My main HELOC has a rate of prime + 0.16%, but I realize that the prime will go up in the future (probably around the 2013 timeframe).



the-royal-mail said:


> The point is to save cash during good times, so that it is there during the bad times. You are looking at a "cost" of building up this cash. That is the wrong approach. Tiers 1 and 2 must be in fluid cash, available to use on a moment's notice.


Agreed, but non-registered investments in Self Directed brokerate account would be liquid, have low fees, and I would choose a fairly conservative allocation of various ETF's.



the-royal-mail said:


> You should also not pay off your mortgage at the expense of a safety cushion. If you should ever be divorced and jobless, credit may be pulled out from under you and your cash may be the only thing that gives you money to function, get a new place to live, furniture etc.


 Agreed. But all Im aiming for is making the minimun pre-payments to ensure Im mortgage free when I retire.



the-royal-mail said:


> I suppose your idea could work IF you don't empty the entire cash savings after the 12 months. Set a goal to save say $30K, if you reach it after 12 mos then pay half down on the mortgage etc. But it's still risky.


 That is a good compromise actually.



the-royal-mail said:


> You'll need every penny of your e-fund if something bad happens. It won't do you any good in the mortgage where it's not accessible to use to buy food and keep the lights on.


 This is specifically why I am reconsidering my approach, and reaching out for advice here.




the-royal-mail said:


> Remember the tier 1 should have enough fluid cash to last you 6-12 months with no other income and no job


Why are you not considering UIC in this calculation? A while ago, I actually did a projection of different scenarios for reduced income situations (one of us without income or reduced income, etc) I allways excluded UIC for the 1st month, and after expiration in 10 months. It does get rough after the 10th month mark when UIC runs out. I believe this is a more realistic projection than planning for no income at all from the get go.



the-royal-mail said:


> You said you were just past the halfway mark of mortgage. 3 more years to go. A lot can happen in those three years. Don't be so concerned about the mortgage that you fail to establish a proper life raft flotation device in case you hit stormy waters.


Agreed. I mainly mentioned this because after 5 years into this mortgage, I have the option of breaking this mortgage without the painful IRD penalty.


----------



## the-royal-mail (Dec 11, 2009)

§ **GIVEN DATA**
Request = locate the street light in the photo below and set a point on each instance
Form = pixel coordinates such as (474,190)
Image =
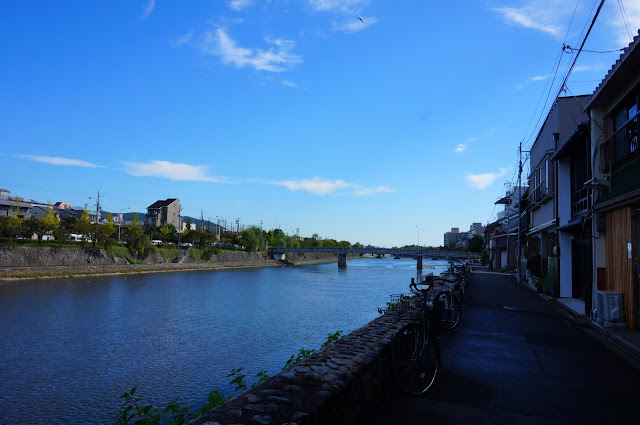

§ **TASK INSTRUCTIONS**
In the forum thread about the HELOC, what rate does the poster's main HELOC carry?

§ **ANSWER TO THE EXERCISE**
Prime + 0.16%.